What to produce. Substitute "paper bag" for "plastic bag" in the part of the data below that opens with the line containing "Question. Give the pixel coordinates of a point on the plastic" and closes with the line containing "x=182, y=432". Write out only those lines, with everything else left as it is.
....
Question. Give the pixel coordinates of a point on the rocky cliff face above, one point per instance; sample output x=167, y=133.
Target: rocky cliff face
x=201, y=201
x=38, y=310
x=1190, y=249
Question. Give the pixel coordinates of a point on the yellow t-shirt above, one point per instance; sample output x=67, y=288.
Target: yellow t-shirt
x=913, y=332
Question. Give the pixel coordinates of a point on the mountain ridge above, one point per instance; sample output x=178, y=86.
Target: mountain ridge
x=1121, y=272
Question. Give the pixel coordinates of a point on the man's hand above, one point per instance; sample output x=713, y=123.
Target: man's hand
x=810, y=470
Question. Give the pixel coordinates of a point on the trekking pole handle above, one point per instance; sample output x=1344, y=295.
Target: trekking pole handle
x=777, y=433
....
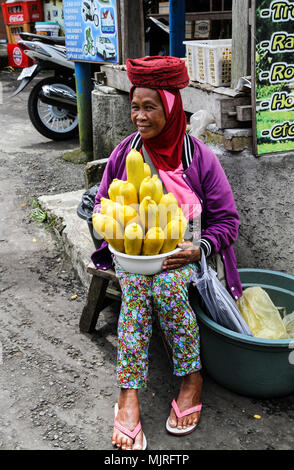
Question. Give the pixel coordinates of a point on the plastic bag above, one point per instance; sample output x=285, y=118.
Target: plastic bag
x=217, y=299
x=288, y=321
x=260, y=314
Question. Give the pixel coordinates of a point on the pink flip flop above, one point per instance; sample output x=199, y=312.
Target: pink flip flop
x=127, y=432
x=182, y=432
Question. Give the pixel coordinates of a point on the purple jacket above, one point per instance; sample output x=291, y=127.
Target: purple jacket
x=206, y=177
....
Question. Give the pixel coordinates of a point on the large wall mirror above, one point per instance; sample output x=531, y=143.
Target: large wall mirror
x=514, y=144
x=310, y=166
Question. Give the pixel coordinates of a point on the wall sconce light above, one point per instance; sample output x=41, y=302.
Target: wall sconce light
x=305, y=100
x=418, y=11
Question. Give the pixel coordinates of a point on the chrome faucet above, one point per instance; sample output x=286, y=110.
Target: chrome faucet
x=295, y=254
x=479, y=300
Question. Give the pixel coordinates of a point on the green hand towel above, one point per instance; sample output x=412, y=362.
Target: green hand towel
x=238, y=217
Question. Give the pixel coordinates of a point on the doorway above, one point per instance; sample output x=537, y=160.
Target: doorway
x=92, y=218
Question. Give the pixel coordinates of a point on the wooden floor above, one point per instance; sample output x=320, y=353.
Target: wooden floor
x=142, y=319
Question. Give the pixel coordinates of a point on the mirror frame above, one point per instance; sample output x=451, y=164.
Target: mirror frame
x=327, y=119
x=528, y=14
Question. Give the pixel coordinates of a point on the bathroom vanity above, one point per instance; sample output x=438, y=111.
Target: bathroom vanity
....
Solution to this problem.
Question. Give the pixel coordinates of a point on the paper bag above, one point per instance; sample output x=285, y=118.
Target: paper bag
x=217, y=299
x=288, y=321
x=260, y=314
Question. Give the pixel coordinates of a point on the pink flip flop above, one point per instance; sample output x=199, y=312.
Target: pink flip flop
x=127, y=432
x=182, y=432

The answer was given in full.